Text segment
• • •

# The new grow trend from the netherlands:vertical growing



## dutch_dragon (Jul 16, 2005)

There is a new grow trend in the netherland which is called vertical growing.
the Plants grow in this system vertical to the light.
The yield which you can earn from this sytem is 100% more than you can get with a conventional sytem.

Look at the homepage from the builder:http://www.easygrower.nl

Watch also this great grow video which is filmed in the netherlands and is in german language.:http://www.exzessiv-das-magazin.de/?Seite=wmv_stream&nr=70


----------



## brainwreck (Jul 16, 2005)

hehe, if you wanna spend ALLOT of money for such a system, go ahead. You can build such one yourself with at least half the money you would pay for such a system. Don't hate me for this, but most of these vertical systems or rotating systems or whatever new system that's on the market cost allot of money while you can put up a SOG-system yourself, with a little bit of thinking, drawing, handcrafting and a small amount of money you can get the same amount of plants in a construction with the same measurements. By the way, i believe myself these systems are more mented for commercial growers who grow for money or for breeders who have to  grow allot for seedproduction, but that's just my opinion. Where is the fun of growing with these kind of systems?

greetz


----------



## brainwreck (Jul 16, 2005)

also, did you know you can have higher yields with 5 huge plnats grown in pots with potting soil then 100 plants in SOG-style? If you know what you're doing, this is easily done.

greetz


----------



## GanjaGuru (Jul 19, 2005)

brainwreck, it all depends on the size of the growspace, and total yield per year.
It will take a LONG time growing 5 plants big enough to fill a space big enough for 100 plants.


----------



## brainwreck (Jul 20, 2005)

yeah, but the yield that will come off those plants will be giagantic for 5 plants , at least a few kilo's, you can be sure of that, an pro grower advised this.

greetz


----------



## krsone (Feb 6, 2006)

i'm with brainwreck why spend the money on the "new"system SOG,suppercropping ,and scroging will give you more bang for your buck but if growing 100 plants that could be time consumming.Those methods can give u some very good harvest


----------



## Eggman (Feb 23, 2006)

Vertical growing has it's own problems. The plants don't get much air flow so they bend and break. Once the buds start the weigh that shit down. Also, if your plants go nuts when they stretch, you're fucked cause they grow onto the light and burn. Even with a cool tube, it gets too hot. I've don't a lot of research about that. It looks cool, but it's not new. It's been around for at least 5 years. Now it's just hit the canabis people. I doubt that's too new anywhere.. well.. maybe on a commercial level. Nothing is really new in growing. Even tissue culture cloning is starting to happen in a residential level. Even things like a fogger aren't new, they've never been made commercially before a year ago.


----------



## massproducer (Feb 28, 2006)

I agree with you that you can grow more with bigger plants to a point, but your yeild is dependant on more then big plants.  you can not be sure to get a few kilos unless you have the light to push that.  and at 1gram/watt, which is not that easy to achieve, you would need 3-1000 watt lights.  In a perpetual sog, you could have 3 harvests before you have 1 with the big plants and you would need less light.

With that said I still do not think that those cage gardens or whatever are an efficient way to grow cannabis, maybe beans or something.


----------

• • •

Data
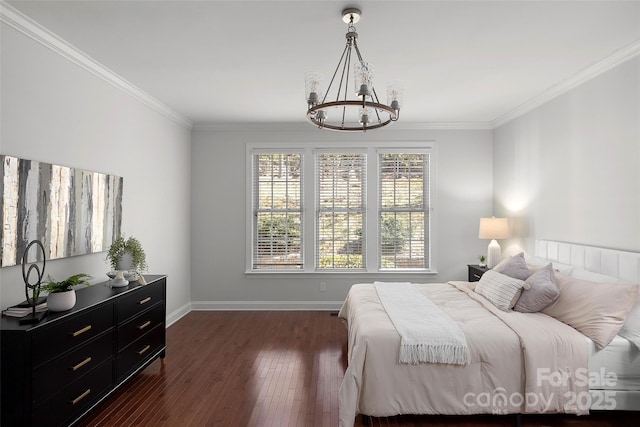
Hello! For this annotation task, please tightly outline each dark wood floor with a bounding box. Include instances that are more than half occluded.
[79,311,640,427]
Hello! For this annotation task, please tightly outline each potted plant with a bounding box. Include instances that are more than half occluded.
[107,236,147,271]
[42,273,91,311]
[478,255,487,267]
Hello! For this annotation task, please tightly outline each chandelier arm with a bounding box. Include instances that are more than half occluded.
[322,46,349,104]
[353,39,364,62]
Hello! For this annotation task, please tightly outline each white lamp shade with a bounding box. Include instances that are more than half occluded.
[478,217,509,239]
[478,217,509,268]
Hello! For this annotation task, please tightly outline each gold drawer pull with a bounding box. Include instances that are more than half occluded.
[136,320,151,330]
[69,388,91,405]
[138,297,151,305]
[69,325,91,337]
[69,357,91,371]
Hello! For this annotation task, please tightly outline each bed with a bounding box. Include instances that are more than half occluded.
[339,240,640,427]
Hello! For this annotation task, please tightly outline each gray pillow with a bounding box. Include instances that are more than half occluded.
[513,263,560,313]
[493,252,531,280]
[475,270,529,311]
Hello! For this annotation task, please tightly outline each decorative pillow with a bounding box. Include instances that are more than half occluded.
[475,270,529,311]
[525,255,576,281]
[569,267,640,349]
[540,273,638,348]
[513,263,560,313]
[618,295,640,350]
[493,252,531,280]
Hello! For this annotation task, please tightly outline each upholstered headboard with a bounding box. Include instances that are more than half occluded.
[535,240,640,283]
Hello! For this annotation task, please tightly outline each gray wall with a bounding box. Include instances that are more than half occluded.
[493,58,640,251]
[0,19,191,320]
[191,123,493,309]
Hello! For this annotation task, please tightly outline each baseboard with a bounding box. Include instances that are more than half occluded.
[191,301,343,311]
[167,302,192,328]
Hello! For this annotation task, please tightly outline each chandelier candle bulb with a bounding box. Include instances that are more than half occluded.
[304,71,324,108]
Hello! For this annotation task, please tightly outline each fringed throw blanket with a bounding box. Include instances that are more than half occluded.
[374,282,470,365]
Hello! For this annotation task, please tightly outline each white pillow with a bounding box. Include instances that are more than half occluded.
[618,295,640,350]
[570,267,640,349]
[493,252,532,280]
[475,270,529,311]
[513,263,560,313]
[544,273,638,348]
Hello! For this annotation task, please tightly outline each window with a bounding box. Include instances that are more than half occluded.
[316,153,366,269]
[247,143,433,273]
[378,153,429,269]
[252,154,304,270]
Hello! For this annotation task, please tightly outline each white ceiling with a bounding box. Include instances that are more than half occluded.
[8,0,640,126]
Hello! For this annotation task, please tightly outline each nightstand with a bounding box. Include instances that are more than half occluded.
[467,264,489,282]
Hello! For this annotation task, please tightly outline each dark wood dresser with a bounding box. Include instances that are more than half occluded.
[0,275,166,426]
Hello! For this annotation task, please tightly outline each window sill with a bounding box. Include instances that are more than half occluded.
[244,270,438,279]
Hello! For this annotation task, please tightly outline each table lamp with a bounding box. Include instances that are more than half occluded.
[478,216,509,268]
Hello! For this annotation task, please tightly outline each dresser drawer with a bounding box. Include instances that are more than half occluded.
[116,325,165,381]
[32,304,113,368]
[32,330,114,406]
[117,303,165,351]
[117,282,164,324]
[32,360,113,426]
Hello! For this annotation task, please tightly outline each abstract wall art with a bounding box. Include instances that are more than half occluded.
[0,155,123,267]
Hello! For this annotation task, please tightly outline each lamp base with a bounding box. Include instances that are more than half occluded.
[487,239,502,268]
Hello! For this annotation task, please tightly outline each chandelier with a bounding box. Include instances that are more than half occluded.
[305,8,404,131]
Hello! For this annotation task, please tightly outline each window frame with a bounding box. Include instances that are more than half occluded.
[245,141,438,278]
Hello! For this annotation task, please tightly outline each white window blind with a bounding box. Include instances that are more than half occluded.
[252,153,304,270]
[378,153,430,269]
[316,153,366,270]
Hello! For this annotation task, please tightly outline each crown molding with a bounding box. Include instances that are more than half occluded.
[0,1,193,129]
[490,40,640,129]
[193,121,493,132]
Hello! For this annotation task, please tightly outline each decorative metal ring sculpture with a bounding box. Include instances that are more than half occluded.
[22,240,47,310]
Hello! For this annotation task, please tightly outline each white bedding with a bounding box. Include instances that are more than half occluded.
[585,336,640,391]
[339,282,588,427]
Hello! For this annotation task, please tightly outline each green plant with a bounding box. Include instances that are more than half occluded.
[107,236,147,270]
[42,273,91,292]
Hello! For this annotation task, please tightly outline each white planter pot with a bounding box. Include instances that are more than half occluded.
[116,252,133,271]
[47,290,76,311]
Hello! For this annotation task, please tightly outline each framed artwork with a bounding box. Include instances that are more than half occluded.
[0,155,123,267]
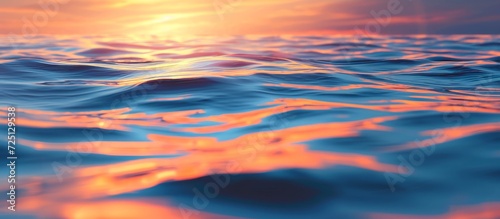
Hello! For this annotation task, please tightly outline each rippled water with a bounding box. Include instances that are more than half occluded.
[0,35,500,219]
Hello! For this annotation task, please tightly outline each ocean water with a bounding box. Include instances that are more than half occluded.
[0,35,500,219]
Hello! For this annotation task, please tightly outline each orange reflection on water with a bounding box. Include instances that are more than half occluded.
[386,122,500,151]
[9,196,235,219]
[1,108,204,131]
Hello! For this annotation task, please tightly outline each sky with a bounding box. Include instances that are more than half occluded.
[0,0,500,35]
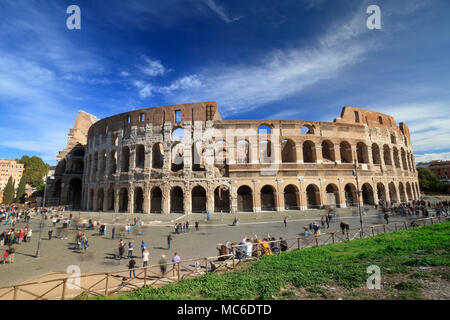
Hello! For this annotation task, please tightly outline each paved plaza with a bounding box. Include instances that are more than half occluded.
[0,209,426,286]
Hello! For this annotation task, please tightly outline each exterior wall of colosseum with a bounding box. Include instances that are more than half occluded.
[69,102,420,214]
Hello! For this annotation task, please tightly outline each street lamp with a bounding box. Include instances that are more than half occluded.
[352,159,364,236]
[35,169,53,258]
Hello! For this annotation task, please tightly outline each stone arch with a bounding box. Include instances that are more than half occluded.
[237,185,253,212]
[120,146,130,172]
[236,140,250,164]
[372,143,381,164]
[260,184,276,211]
[322,140,336,162]
[67,178,83,210]
[150,187,162,213]
[356,142,369,163]
[135,144,145,169]
[377,182,386,201]
[170,186,184,213]
[361,183,375,205]
[389,182,398,202]
[281,139,297,163]
[97,188,105,211]
[383,144,392,166]
[339,141,353,163]
[306,184,321,209]
[119,188,128,212]
[134,187,144,213]
[284,184,300,210]
[152,142,164,169]
[303,140,317,163]
[191,186,206,213]
[325,183,341,207]
[214,186,230,212]
[344,183,358,207]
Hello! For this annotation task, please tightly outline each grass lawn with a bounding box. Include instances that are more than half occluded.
[91,222,450,300]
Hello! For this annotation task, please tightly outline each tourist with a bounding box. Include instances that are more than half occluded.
[172,252,181,277]
[128,258,136,278]
[167,234,172,250]
[128,240,134,258]
[142,249,150,267]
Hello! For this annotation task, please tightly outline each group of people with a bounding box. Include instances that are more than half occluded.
[217,234,288,261]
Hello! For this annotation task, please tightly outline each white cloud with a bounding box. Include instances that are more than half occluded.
[140,57,166,77]
[205,0,243,23]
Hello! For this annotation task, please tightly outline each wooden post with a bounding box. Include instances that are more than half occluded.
[61,279,67,300]
[105,273,109,297]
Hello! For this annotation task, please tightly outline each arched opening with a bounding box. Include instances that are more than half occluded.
[67,178,82,210]
[152,143,164,169]
[281,139,297,163]
[303,140,317,163]
[398,182,407,202]
[236,140,250,164]
[261,185,276,211]
[356,142,369,163]
[306,184,321,209]
[326,183,340,207]
[259,140,273,163]
[107,186,115,211]
[389,182,398,202]
[120,146,130,172]
[214,186,230,212]
[192,186,206,213]
[383,144,392,166]
[171,143,184,172]
[322,140,336,162]
[119,188,128,212]
[192,141,205,171]
[361,183,375,206]
[344,183,358,207]
[339,141,353,163]
[377,183,386,201]
[88,189,94,211]
[170,187,184,213]
[150,187,162,213]
[97,188,105,211]
[109,150,117,174]
[284,184,300,210]
[372,143,381,164]
[136,144,145,169]
[237,186,253,212]
[394,147,400,169]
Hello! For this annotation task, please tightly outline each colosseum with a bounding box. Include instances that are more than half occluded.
[48,102,420,214]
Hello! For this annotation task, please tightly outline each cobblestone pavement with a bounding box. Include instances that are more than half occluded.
[0,210,434,286]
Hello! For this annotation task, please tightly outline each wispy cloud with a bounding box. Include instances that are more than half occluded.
[205,0,243,23]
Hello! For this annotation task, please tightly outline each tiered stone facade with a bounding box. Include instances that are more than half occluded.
[71,102,420,214]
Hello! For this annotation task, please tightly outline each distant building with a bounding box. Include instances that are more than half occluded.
[0,159,24,190]
[417,160,450,184]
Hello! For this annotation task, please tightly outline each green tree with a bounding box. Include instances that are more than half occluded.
[19,155,49,187]
[417,167,445,192]
[3,176,14,204]
[15,175,26,203]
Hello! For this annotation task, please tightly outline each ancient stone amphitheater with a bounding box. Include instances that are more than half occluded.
[50,102,420,214]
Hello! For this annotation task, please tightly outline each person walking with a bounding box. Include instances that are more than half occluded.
[167,234,172,250]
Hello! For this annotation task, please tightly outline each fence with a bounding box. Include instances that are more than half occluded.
[0,217,449,300]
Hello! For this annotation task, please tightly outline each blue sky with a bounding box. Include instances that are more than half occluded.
[0,0,450,164]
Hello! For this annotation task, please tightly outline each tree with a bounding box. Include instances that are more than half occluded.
[19,155,49,187]
[15,175,26,203]
[417,167,445,193]
[3,176,14,204]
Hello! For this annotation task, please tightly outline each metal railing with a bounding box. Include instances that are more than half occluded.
[0,216,449,300]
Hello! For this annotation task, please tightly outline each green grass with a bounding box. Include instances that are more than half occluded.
[96,222,450,300]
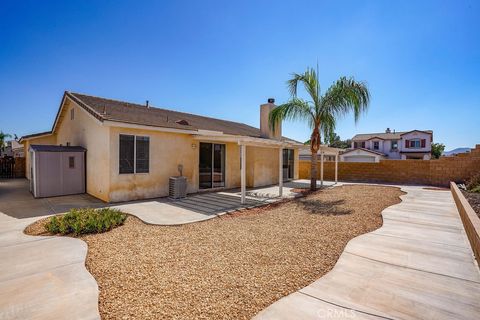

• • •

Problem set
1/ In the forum thread on vertical growing, how much more yield does the opening post say the vertical system gives compared with a conventional system?
2/ In the forum thread on vertical growing, restate word for word the part that opens with the words containing "## brainwreck (Jul 20, 2005)" and closes with "(Feb 6, 2006)".
3/ Name every distinct user who posts in the forum thread on vertical growing.

Results of the tasks
1/ 100% more than a conventional system.

2/
## brainwreck (Jul 20, 2005)

yeah, but the yield that will come off those plants will be giagantic for 5 plants , at least a few kilo's, you can be sure of that, an pro grower advised this.

greetz


----------



## krsone (Feb 6, 2006)

3/ dutch_dragon, brainwreck, GanjaGuru, krsone, Eggman, massproducer